SET TASK:
Extend the passage below on perturbations of branes and extremal surfaces, starting right after its last sentence.

In many instances, second order variations is not enough, as degeneracies may emerge, and a third variation of the action is needed. In any case, it is useful to establish a pattern in perturbation theory that potentially can be extended to higher orders. This should be of interest especially in relativistic astrophysical applications, where observational data are becoming more and more precise, and a covariant perturbation theory is a needed theoretical tool. In this context, the works [15, 16] are a recent attempt to match upcoming cosmological data with perturbative theoretical models beyond General Relativity. The third variation we derive exhibits an interesting structure, with a kinetic term that depends on the Jacobi operator, inherited from the second variation, acting on the second order perturbations, and a source term that depends on the known first order perturbations. This structure was known previously in classical field theory, see [7]. One previous study on second order perturbation of Dirac-Nambu-Goto [DNG] branes in a curved background by Kiosses and Nicolaidis needs to be mentioned in this context [17] (see also [18]). As far as we know, it was the first attempt to go to a description of second order perturbations in full generality. Their strategy is a ‘direct approach’ splitting the perturbations in parts tangential and normal to the worldvolume. Although extremely convenient at first order, where tangential deformations can be associated to a mere reparametrization, and ignored safely, at higher order things become quite complicated, and the risk is to miss the forest for the trees. A covariant variational approach allows to understand the geometric structure of perturbation theory. In addition, we consider any codimension for the brane, although codimension one, for a hypersurface and codimension two are simpler to deal with. The presence of source terms that depend not only on the background Riemann curvature, but also on its covariant derivative is identified.
In recent years, extremal surfaces and their perturbations have emerged as actors in the context of AdS/CFT or Gauge/Gravity duality. In [19] it was conjectured that the entanglement entropy of a spatial subregion in a CFT can be calculated perturbatively using the area of a codimension-2 spacelike minimal surface in the dual gravity theory. A covariant version of this holographic entanglement entropy for arbitrary regions and ‘extremal’ surfaces was given in [20]. Based on this, the authors of [21, 22] argued that the Jacobi operator for 2-dimensional surfaces in a particular coordinate system is uniquely fixed using only boundary data. Classically in the gravity side, holographic
entanglement entropy is proportional to a surface area. However, probably this is not the whole story. One may include quantum fields adding to the entanglement, that in turn transform the extremal surfaces into ‘quantum extremal surfaces’. They are defined as stationary points of Bekenstein’s generalized entropy [23].
Branes have also been considered for the physics of the large. One imagines the observable universe as being a brane embedded in a higher dimensional place, with all of its fields and particles constrained to the brane, only gravity is free to ‘leak’ into the bulk at high energies. These brane-world models offer possible phenomenological corrections to General Relativity [24, 25].
There are other contexts, unrelated, where a brane geometrical description is useful and has been proved very successful both theoretically and in its experimental confirmation in the description of equilibrium configurations of lipid membranes in soft matter physics, see e.g. [26] and references therein. There is a common geometrical language, but with respect to more speculative relativistic settings, there
is also the crucial advantage of experimental verification, to test theoretical endeavour.

EXTRACTED MATERIAL:
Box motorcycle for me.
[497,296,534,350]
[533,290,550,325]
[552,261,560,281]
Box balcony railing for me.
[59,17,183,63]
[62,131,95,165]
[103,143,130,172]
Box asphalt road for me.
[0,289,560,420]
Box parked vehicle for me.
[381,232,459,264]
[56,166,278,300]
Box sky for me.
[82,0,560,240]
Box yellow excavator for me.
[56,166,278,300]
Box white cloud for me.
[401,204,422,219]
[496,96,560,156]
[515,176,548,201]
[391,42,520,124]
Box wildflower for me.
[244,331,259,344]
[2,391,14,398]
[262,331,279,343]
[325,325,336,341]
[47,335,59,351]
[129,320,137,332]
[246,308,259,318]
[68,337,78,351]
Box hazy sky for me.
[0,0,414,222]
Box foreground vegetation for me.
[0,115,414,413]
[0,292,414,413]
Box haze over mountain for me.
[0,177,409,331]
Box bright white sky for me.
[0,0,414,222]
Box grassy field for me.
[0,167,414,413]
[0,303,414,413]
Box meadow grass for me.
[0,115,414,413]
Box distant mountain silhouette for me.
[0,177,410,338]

* * *

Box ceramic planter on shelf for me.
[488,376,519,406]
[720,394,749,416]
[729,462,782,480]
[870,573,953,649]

---

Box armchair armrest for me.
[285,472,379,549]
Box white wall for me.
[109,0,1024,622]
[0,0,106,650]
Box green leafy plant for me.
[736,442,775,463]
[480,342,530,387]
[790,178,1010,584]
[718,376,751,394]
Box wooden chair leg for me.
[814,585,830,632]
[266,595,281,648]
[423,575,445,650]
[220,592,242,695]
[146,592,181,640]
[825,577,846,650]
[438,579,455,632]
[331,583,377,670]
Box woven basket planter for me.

EXPECTED ANSWER:
A geometric approach to fluid lipid membranes in space, using a covariant variational approach is proposed in [27, 28]. Hydrodynamics on curved surfaces can be studied with a geometric description of submanifolds [29]. In this context, the theoretical work by Armas and collaborators is worth mentioning,e.g. in [30], a thorough study of brane and edge dynamics is given.
This paper is organized as follows. Section II gives a brief overview of the embedding geometry and sets our notation.
Section III establishes a general covariant variational approach for relativistic brane models that depend at most on first order derivatives on the embedding functions. We construct systematically the first, second and third order variations of the action, by considering covariant variations with respect to a one parameter family of embeddings. For the sake of clarity,
the third order variation is performed first in a flat background, then we add the complication of a curved background. Section applies the general formalism to the case of the DNG action.
Finally, in Section V we offer a brief discussion.
II Embedding Geometry
In this section, we describe briefly the geometry of the embedding of a time-like submanifold, or worldvolume, that depicts the evolution of a relativistic object, or brane, in a fixed background spacetime.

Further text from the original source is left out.